- _DOCUMENT PASSAGE_:

******************************

# retag tappedout decks

in order to get all decks normalized and tagged from a central source of taggings, I have built the neo4j tag database. the issue: the updated, normalized source for the "canonical" tags is metamox, which uses its own set of tags. this means I have some aliasing to do before the "source" tags and tappedout are synced. this is that work!

## imports

In [1]:
import sys, os

sys.path.insert(0, os.path.realpath('../'))

In [3]:
import logging
import pickle

import networkx as nx
import numpy as np
import pandas as pd

from IPython.display import display
from ipywidgets import Button, Checkbox, Dropdown, Output, Text
from neo4j import basic_auth, GraphDatabase

from mtg.credentials import F_NEO_CONF, load_neo_config
from mtg.extract.neo4j import get_neo_tags, get_card_official_tags
from mtg.extract.tappedout import (TAPPEDOUT_SPECIAL_TAGS,
                                   TAPPEDOUT_TAGS_TO_REPLACE,
                                   TappedoutDeck,
                                   build_categories_df,
                                   get_all_categories)
from mtg.load.neo import digraph_to_neo
from mtg.utils import init_logging

In [4]:
init_logging()

## function defs

In [5]:
deck_id = '19-09-19-grixis-rogues'
d = TappedoutDeck(deck_id=deck_id, ignore_lands=False, with_tags=True)

2019-09-21 22:36:55,953 DEBUG    [mtg.extract.tappedout.get_categories:271] loading categories for deck 19-09-19-grixis-rogues


In [6]:
print(d.text_description)

1x AEtherize 
1x Abyssal Specter 
1x Acquire 
1x Adaptive Automaton 
1x Akki Underminer 
1x Aqueous Form 
1x Arbiter of the Ideal 
1x Arcane Denial 
1x Ash Barrens 
1x Ashling, the Extinguisher 
1x Auntie's Snitch 
1x Balefire Dragon 
1x Bane Alley Broker 
1x Banshee of the Dread Choir 
1x Barren Moor 
1x Bident of Thassa 
1x Bitterblossom 
1x Blasphemous Act 
1x Blatant Thievery 
1x Blazing Specter 
1x Blighted Agent 
1x Blind Zealot 
1x Blizzard Specter 
1x Blood Crypt 
1x Bloodchief Ascension 
1x Bloodforged Battle-Axe 
1x Bloodstained Mire 
1x Bojuka Bog 
1x Bonesplitter 
1x Brainstorm 
1x Bribery 
1x Broodbirth Viper 
1x Cabal Coffers 
1x Cabal Executioner 
1x Call of the Nightwing 
1x Call to the Kindred 
1x Cavalcade of Calamity 
1x Cavern of Souls 
1x Cephalid Constable 
1x Changeling Outcast 
1x Choked Estuary 
1x Chromatic Lantern 
1x Cloak and Dagger 
1x Clutch of the Undercity 
1x Coastal Piracy 
1x Coat of Arms 
1x Collective Restraint 
1x Command Tower 
1x Commander's Sph

goal: every card gets (and only gets) tags that satisfy one of the following

+ it is any of the "official" tags connected to it in neo (at any distance)

******************************

- _PROBLEM DESCRIPTION_:
Answer these about the retagging notebook, one per line:
1. What does the notebook name as the updated, normalized source for the "canonical" tags?
2. What kind of database was built to hold the central source of taggings?
3. What deck id is loaded into the TappedoutDeck object?

- _INFORMATION SUPPLIED_:
******************************

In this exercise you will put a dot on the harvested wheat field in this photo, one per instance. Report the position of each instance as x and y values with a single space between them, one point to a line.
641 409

******************************

- _OUTPUT OF THE EXERCISE_:
1. metamox
2. A neo4j tag database
3. 19-09-19-grixis-rogues